_Petunjuk Tugas_
Bagaimana kelanjutan teks tentang qada dan qadar di bawah ini? Tuliskan lanjutannya, dimulai setelah kalimat terakhirnya.

_Teks Bacaan_
+++++

Qada dan qadar sering dikenal sebagai ungkapan lain dari kata “takdir.” Takdir merupakan suatu yang berkaitan dengan kehidupan itu sendiri. Hukum dari takdir bersinggungan dengan sebab dan akibat yang saling mempengaruhi terhadap hasil takdir.
Qada secara bahasa bermakna ketetapan, keputusan, pelaksanaan. Pengertian secara etimologinya menjelaskan bahwa qada merupakan suatu ketetapan, keputusan, pelaksanaan atas umat manusia yang telah di tetapkan oleh Allah pada zaman hanya ada Tuhan dengan penciptaan sebelum dimulai.
Qadar secara bahasa bermakna sebagai ukuran atau pertimbangan. Secara etimologi menjelaskan bahwa qadar merupakan suatu ketetapan Allah berdasarkan ukuran pada setiap diri umat manusia sesuai kehendak-Nya pada zaman azali. Makna secara luas dari qadar yaitu bahwa qadar merupakan gambaran kepastian mengenai hukum Allah.

+++++

_Catatan yang Diberikan_
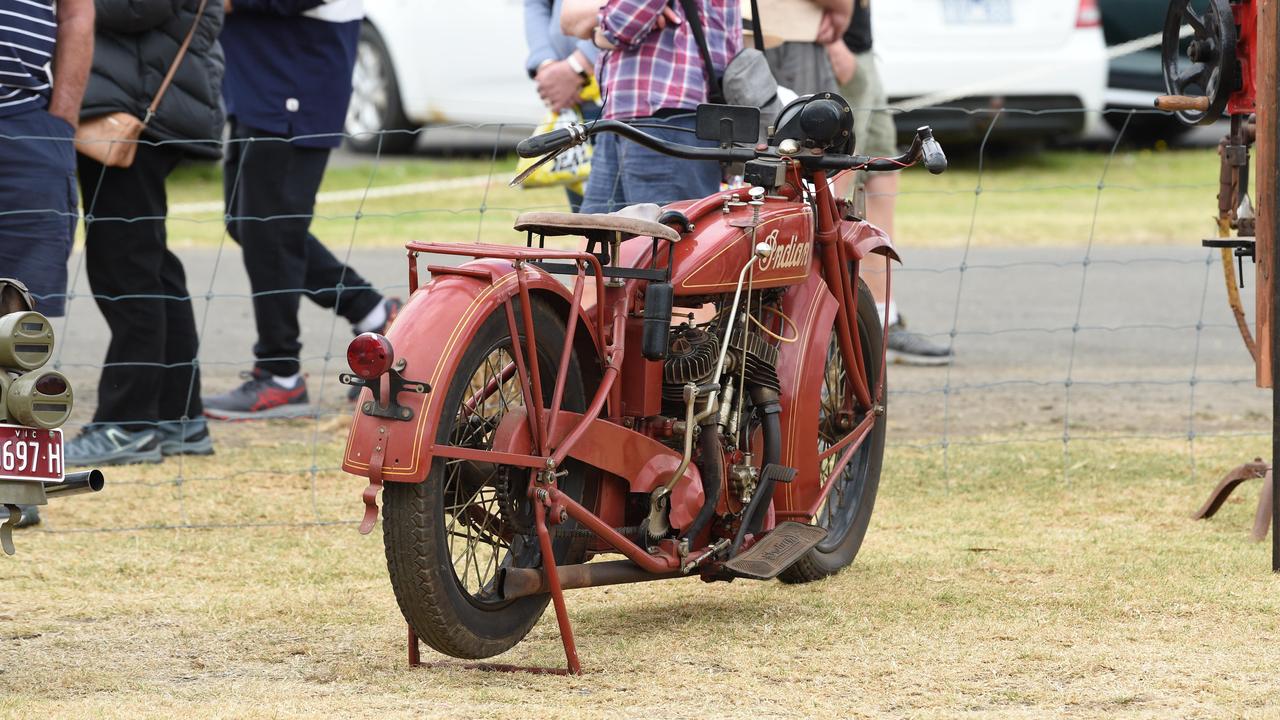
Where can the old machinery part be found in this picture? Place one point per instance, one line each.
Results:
(1208, 69)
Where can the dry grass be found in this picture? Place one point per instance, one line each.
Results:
(1005, 591)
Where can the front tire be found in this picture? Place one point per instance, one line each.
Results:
(849, 506)
(448, 537)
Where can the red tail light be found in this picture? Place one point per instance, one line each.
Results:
(1088, 14)
(370, 355)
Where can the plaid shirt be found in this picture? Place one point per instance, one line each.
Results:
(652, 69)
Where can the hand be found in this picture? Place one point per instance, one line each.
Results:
(558, 85)
(844, 63)
(832, 26)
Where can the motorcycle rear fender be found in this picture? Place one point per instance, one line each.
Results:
(430, 335)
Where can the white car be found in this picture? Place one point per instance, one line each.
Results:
(1045, 58)
(438, 62)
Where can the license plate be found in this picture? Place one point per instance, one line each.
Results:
(31, 454)
(977, 12)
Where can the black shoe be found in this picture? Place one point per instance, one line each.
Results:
(184, 437)
(260, 396)
(912, 349)
(393, 306)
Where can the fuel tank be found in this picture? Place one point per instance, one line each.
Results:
(708, 260)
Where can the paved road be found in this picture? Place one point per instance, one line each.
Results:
(1130, 361)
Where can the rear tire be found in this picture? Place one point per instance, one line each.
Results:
(428, 525)
(849, 506)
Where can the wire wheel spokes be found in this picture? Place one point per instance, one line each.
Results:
(833, 411)
(484, 506)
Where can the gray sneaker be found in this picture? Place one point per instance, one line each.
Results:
(912, 349)
(184, 437)
(113, 445)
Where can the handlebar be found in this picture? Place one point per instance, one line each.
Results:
(923, 147)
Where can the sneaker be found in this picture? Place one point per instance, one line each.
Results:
(913, 349)
(184, 437)
(260, 396)
(393, 308)
(30, 516)
(112, 445)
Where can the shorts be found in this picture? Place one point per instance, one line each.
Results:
(873, 124)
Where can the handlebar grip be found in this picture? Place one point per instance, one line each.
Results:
(1182, 103)
(547, 142)
(935, 159)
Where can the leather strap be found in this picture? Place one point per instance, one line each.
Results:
(716, 91)
(177, 60)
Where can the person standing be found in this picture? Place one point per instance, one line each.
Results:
(652, 72)
(39, 113)
(874, 135)
(800, 63)
(560, 65)
(288, 83)
(149, 392)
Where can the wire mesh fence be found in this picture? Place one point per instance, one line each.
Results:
(1070, 286)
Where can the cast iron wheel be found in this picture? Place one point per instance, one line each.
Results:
(375, 118)
(849, 505)
(1210, 67)
(448, 537)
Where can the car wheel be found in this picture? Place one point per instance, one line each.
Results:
(375, 119)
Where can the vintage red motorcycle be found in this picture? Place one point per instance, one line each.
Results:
(703, 396)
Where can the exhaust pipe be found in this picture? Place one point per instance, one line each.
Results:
(524, 582)
(77, 483)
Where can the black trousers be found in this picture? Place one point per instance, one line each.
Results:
(141, 288)
(270, 190)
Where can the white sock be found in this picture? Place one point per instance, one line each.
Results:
(375, 319)
(892, 310)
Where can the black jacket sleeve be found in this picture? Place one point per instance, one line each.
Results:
(135, 16)
(275, 7)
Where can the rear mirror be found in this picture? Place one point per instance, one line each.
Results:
(728, 123)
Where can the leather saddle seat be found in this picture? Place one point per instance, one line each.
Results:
(632, 220)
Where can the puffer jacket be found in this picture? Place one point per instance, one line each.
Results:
(135, 44)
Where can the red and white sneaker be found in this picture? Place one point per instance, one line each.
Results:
(260, 396)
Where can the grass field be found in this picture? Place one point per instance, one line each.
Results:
(1041, 199)
(1001, 591)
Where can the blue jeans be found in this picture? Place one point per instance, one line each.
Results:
(626, 173)
(39, 204)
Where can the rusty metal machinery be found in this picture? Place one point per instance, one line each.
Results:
(33, 404)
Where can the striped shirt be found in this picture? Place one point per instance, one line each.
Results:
(27, 33)
(662, 69)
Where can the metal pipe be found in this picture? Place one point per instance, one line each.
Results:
(522, 582)
(76, 483)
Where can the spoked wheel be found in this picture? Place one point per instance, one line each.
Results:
(1210, 67)
(449, 537)
(849, 505)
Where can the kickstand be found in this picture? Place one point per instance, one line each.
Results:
(1232, 481)
(575, 668)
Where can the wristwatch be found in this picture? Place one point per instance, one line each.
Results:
(577, 68)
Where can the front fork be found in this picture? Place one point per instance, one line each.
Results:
(835, 264)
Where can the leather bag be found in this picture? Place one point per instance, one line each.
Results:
(113, 139)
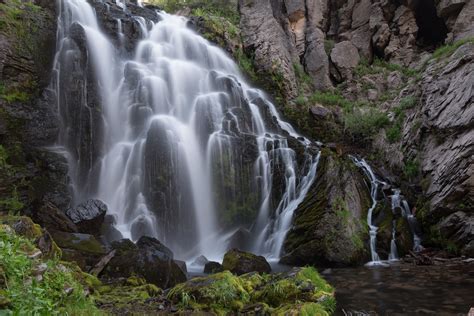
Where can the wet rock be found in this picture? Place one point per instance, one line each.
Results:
(84, 249)
(262, 34)
(200, 261)
(182, 266)
(213, 267)
(240, 240)
(240, 262)
(328, 228)
(51, 217)
(108, 230)
(88, 216)
(253, 293)
(148, 259)
(345, 57)
(459, 228)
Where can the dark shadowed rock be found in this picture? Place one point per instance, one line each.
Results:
(148, 259)
(213, 267)
(51, 217)
(240, 262)
(240, 240)
(88, 216)
(200, 261)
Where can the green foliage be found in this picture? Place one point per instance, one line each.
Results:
(224, 293)
(394, 132)
(365, 122)
(331, 98)
(57, 292)
(411, 169)
(448, 50)
(17, 20)
(379, 65)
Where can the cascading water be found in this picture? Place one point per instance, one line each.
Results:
(374, 184)
(174, 140)
(402, 204)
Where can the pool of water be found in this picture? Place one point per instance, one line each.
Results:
(402, 289)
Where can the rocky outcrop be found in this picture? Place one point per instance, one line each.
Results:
(148, 259)
(240, 262)
(444, 141)
(329, 224)
(88, 216)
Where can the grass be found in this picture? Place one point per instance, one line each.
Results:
(57, 292)
(365, 68)
(394, 132)
(364, 123)
(448, 50)
(331, 99)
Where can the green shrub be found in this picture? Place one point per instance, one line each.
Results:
(58, 292)
(331, 98)
(448, 50)
(365, 122)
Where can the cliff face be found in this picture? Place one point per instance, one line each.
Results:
(428, 146)
(29, 173)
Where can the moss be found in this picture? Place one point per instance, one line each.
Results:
(80, 242)
(45, 296)
(224, 293)
(448, 50)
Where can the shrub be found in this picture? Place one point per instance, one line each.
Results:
(364, 122)
(58, 292)
(448, 50)
(331, 98)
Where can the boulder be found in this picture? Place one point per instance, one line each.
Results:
(240, 262)
(84, 249)
(240, 239)
(51, 217)
(148, 259)
(200, 261)
(88, 216)
(345, 57)
(459, 228)
(288, 293)
(328, 226)
(213, 267)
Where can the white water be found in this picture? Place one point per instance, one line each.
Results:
(171, 114)
(374, 184)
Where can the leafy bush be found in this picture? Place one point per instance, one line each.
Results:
(365, 122)
(331, 98)
(56, 292)
(448, 50)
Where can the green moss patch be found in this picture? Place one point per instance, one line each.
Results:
(300, 290)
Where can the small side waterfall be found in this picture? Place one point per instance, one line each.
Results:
(374, 184)
(402, 205)
(173, 139)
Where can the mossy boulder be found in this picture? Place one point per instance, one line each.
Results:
(241, 262)
(24, 226)
(148, 259)
(330, 226)
(297, 291)
(213, 267)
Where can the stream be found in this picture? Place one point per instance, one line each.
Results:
(403, 289)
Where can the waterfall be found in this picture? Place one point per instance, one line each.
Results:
(173, 139)
(374, 184)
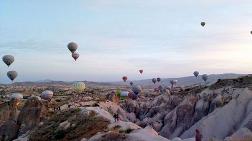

+++++

_Jawaban yang Diharapkan_
Dengan kata lain, maksud kalimat diatas adalah perbedaan qada dan qadar terletak pada ketetapan Allah. Qada adalah ketetapan kelak kita akan menjadi apa, sedangkan qadar adalah realisasi Allah atas qada terhadap diri kita sesuai kehendak-Nya.
Dalam hakikatnya, tidak ada sebuah peristiwa yang menimpa kita merupakan sebuah kebetulan karena semua sudah menjadi qada dan qadar-Nya. Keterangan mengenai qodo dan qadar tersebut dijelaskan dalam firman Allah berikut:
مَاأَصَابَ مِنْ مُصِيْبَةٍ فِى اْلأَرْضِ وَلاَ فِى اَنْفُسِكُمْ اِلاَّ فِى كِتَبٍ مِنْ قَبْلِ اَنْ نَبْرَأَهَا
Artinya:“Tiadalah sesuatu bencana yang menimpa bumi dan pada dirimu sekalian, melainkan sudah tersurat dalam kitab (Lauh Mahfudh) dahulu sebelum kejadiannya.” (Q.S. Al-Hadid: 22)
وَكُلُّ شَىْءٍ عِنْدَهُ بِمَقْدَارٍ
Artinya:“Dan segala sesuatu, bagi Tuhan telah ada hinggaannya (jangkanya).” (Ar-Rad:8)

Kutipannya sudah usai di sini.